**Requirements**
In the chat log, which compiler does heat say still uses mfence?

**Source**
------------------------------
<zid>
I like this argument, [rsp] might cause a false data dep, but -128 might randomly segfault or bring in a new cache line, etc
<bslsk05>
git.kernel.org: locking/x86: Use LOCK ADD for smp_mb() instead of MFENCE - kernel/git/torvalds/linux.git - Linux kernel source tree
<zid>
funfun
<nikolar>
if they weren't, they wouldn't have been called heuristics
<childlikempress>
YOU HAD THAT CACHE INE ANYWAY AND YOU WERE GONNA SEGFAULT ANYWAY
<childlikempress>
mjg is still on libera, he just didn't come back here because zid is here
<childlikempress>
True story he actually said that lol
<heat>
lol reasonable take
<nikolar>
kek
<zid>
nice, considering I've had him ignored for 6 months
<zid>
that's pretty impressively petulent
<nikolar>
zid: weren't you on mutual ignores
<zid>
no idea
<nikolar>
i think he kept mentioning
<nikolar>
like you did too
<zid>
I just didn't wanna read his 14 page rants about ENTERPRISE
<zid>
kept lighting the channel up
<nikolar>
kek
<heat>
childlikempress, funnily enough gcc switched to lock or while clang is still on mfence
<nikolar>
locks are slow anyway :P
<heat>
clang crapper one could say
<zid>
Also I like the fact that once linux has done this
<zid>
mfence has no reason to ever get fast on new cpus
<zid>
because the kernel uses lock add, which has to remain fast now
<nikolar>
well windows might still use it
<nikolar>
(mfence i mean)
------------------------------
Labels for object points
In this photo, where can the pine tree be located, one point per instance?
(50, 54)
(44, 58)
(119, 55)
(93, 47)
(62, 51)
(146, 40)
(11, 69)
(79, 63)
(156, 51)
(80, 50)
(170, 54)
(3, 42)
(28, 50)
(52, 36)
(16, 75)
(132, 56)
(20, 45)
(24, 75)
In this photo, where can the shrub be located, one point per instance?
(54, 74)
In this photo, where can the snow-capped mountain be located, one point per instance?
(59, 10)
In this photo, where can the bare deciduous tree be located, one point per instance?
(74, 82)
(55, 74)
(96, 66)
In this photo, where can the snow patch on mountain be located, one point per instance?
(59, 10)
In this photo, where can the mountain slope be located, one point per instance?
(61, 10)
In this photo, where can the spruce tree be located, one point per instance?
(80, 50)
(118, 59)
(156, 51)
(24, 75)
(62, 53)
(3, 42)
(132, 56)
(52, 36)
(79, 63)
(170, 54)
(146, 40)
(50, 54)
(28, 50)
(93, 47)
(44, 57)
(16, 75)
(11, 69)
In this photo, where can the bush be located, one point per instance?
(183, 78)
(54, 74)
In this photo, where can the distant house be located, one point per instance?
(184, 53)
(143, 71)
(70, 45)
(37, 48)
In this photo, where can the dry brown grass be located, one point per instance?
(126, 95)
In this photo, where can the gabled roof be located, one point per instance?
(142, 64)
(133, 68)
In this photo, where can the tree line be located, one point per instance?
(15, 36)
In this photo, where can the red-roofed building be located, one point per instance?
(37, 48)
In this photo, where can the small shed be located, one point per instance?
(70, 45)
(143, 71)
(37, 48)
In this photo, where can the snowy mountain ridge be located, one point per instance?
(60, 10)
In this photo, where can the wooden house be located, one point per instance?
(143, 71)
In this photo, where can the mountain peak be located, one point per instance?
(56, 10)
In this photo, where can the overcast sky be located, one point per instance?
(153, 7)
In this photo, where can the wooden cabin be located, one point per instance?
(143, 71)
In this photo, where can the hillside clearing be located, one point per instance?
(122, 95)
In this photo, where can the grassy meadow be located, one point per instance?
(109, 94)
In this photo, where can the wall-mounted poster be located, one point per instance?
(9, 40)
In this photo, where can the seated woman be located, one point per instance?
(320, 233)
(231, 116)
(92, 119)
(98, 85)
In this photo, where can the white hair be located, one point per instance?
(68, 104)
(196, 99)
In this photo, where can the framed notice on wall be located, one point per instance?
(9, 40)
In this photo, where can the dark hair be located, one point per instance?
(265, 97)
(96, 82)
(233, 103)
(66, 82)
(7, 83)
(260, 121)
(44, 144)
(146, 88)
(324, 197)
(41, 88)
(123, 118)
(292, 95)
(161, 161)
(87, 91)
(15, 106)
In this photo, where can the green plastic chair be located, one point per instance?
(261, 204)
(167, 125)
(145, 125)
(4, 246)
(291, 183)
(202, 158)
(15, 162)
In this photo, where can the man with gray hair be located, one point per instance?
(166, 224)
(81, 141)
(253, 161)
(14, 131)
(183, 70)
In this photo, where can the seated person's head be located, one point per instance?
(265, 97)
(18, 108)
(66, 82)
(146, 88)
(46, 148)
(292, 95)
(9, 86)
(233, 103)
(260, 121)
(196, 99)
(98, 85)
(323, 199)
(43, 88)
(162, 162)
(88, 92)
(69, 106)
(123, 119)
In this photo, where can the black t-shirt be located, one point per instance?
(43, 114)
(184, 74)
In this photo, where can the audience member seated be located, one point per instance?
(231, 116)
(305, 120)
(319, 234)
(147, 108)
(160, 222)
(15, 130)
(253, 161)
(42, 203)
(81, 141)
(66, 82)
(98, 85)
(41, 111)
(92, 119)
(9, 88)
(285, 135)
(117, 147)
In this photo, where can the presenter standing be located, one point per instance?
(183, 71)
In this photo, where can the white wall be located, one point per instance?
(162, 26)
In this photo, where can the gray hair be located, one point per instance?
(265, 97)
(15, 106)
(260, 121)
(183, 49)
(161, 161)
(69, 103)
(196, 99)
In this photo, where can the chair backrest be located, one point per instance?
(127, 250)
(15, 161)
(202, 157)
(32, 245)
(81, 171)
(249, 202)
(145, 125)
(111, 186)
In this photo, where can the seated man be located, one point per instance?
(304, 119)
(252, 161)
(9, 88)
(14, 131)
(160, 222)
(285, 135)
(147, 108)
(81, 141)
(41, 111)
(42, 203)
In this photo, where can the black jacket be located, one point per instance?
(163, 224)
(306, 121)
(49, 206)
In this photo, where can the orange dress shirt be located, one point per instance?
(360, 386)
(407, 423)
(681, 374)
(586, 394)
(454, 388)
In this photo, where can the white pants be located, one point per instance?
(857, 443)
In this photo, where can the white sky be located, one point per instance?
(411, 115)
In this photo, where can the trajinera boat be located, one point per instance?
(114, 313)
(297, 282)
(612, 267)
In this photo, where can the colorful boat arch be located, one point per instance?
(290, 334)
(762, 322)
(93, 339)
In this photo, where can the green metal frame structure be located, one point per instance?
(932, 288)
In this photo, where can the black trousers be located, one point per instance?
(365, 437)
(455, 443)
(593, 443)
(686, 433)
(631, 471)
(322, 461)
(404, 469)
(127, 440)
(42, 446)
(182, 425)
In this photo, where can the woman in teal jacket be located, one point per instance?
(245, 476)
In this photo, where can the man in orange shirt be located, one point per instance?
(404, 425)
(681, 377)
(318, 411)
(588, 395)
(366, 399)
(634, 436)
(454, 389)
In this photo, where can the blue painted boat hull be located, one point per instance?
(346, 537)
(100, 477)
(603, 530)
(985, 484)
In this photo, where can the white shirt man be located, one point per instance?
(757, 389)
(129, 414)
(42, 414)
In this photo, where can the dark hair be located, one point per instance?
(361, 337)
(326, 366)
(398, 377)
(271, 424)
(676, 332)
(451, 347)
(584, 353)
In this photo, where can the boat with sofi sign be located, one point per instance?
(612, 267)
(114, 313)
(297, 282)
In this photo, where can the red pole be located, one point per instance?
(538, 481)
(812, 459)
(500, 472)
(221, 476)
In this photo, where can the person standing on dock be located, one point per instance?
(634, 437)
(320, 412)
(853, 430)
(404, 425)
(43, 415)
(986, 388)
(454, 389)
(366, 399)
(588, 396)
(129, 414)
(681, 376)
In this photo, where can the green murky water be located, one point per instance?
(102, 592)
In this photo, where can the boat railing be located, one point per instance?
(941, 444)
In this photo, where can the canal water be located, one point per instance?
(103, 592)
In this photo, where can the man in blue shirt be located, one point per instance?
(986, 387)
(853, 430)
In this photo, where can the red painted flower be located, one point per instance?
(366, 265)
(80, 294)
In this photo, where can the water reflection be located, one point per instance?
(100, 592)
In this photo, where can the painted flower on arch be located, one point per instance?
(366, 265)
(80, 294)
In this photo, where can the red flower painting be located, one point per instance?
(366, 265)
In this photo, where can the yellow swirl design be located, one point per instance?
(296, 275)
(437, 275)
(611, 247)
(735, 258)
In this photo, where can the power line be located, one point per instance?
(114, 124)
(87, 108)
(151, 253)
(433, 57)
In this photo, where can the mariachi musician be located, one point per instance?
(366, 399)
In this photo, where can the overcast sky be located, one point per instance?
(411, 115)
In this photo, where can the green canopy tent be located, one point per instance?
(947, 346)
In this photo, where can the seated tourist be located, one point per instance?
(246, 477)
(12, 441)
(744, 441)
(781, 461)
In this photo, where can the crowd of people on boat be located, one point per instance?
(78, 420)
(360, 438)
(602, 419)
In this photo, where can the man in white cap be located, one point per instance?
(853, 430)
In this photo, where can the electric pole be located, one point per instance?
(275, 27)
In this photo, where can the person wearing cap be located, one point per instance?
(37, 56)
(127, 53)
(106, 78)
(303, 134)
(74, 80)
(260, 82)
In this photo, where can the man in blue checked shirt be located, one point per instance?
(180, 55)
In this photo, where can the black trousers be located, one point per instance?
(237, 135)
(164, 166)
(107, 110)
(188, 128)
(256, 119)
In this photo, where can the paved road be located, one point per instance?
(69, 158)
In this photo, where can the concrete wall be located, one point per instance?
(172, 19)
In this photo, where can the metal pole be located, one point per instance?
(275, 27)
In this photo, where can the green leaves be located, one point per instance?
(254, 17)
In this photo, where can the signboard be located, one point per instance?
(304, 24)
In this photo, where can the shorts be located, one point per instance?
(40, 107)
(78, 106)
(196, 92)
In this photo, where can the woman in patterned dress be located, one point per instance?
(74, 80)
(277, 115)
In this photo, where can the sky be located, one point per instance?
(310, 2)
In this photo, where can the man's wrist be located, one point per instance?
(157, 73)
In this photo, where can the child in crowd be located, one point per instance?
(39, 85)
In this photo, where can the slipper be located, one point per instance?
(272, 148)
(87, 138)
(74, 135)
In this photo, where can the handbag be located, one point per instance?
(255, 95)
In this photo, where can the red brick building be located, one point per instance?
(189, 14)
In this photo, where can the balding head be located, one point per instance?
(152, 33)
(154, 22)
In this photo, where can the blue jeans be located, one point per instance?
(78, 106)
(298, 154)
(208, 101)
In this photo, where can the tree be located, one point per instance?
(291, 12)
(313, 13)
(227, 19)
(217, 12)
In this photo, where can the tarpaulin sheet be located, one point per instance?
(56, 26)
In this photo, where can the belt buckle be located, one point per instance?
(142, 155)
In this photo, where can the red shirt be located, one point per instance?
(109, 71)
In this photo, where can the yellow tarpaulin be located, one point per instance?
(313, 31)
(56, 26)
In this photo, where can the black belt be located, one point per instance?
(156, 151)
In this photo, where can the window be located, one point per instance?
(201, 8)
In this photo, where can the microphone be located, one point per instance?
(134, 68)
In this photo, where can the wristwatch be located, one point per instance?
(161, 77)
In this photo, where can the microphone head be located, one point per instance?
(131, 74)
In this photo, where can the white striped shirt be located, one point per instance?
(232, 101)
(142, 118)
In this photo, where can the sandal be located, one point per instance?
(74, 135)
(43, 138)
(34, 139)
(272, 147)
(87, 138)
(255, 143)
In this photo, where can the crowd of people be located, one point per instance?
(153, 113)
------------------------------
**Answer for the task**
Clang